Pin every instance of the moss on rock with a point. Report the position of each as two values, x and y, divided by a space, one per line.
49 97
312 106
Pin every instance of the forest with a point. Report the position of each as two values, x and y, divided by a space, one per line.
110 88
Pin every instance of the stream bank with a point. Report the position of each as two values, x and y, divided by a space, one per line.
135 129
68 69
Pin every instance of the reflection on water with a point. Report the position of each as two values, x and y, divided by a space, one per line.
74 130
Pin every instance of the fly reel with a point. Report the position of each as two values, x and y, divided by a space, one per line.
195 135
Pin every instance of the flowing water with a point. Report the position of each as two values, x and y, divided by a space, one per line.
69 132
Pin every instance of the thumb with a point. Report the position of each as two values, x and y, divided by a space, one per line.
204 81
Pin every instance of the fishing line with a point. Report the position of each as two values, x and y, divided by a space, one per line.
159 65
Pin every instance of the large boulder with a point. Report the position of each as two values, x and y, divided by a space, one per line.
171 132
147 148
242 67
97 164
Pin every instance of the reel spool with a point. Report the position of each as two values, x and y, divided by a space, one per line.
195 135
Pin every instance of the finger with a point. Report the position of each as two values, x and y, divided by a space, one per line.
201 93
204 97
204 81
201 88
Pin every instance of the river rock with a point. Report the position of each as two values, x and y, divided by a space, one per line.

...

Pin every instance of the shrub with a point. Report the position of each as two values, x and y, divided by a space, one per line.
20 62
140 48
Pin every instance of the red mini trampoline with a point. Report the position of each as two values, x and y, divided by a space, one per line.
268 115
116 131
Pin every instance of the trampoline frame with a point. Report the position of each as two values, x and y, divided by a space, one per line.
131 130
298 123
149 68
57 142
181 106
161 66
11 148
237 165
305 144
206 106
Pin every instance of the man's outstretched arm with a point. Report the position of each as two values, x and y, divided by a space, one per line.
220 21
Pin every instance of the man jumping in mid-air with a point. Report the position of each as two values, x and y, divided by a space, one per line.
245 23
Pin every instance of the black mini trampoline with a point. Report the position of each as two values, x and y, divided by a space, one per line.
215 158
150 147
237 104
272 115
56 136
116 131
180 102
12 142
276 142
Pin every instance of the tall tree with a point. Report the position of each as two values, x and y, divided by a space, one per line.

Exercise objective -
Return the data above word for word, from the line holding "Pin every instance of the flowing" through the line holding "Pin every instance of the river", both included.

Written response -
Pin every instance of the flowing water with a point. Report the position of each as two values, x and y, divided by a space, one per line.
69 132
Pin every instance of the thumb with a point. Report the position of each as two values, x and y, divided by a space, one per line.
204 81
Pin every instance of the fishing line with a point. Report the position of each as two values, x and y, divided by a space, one per line.
159 65
Pin every instance of the large boulder with a point. Report the position of each as two values, x and y, divided by a space, one per line.
171 132
147 148
242 67
97 164
Pin every instance of the reel spool with a point. Report the position of each as two values, x and y, divided by a space, one per line.
195 135
Pin every instance of the finger with a point. Report the position of each as two values, x and y, divided by a space, one per line.
201 93
204 97
204 81
201 88
Pin every instance of the river rock with a point. Report the position of each as two values, x and y, divided by a space, one per line.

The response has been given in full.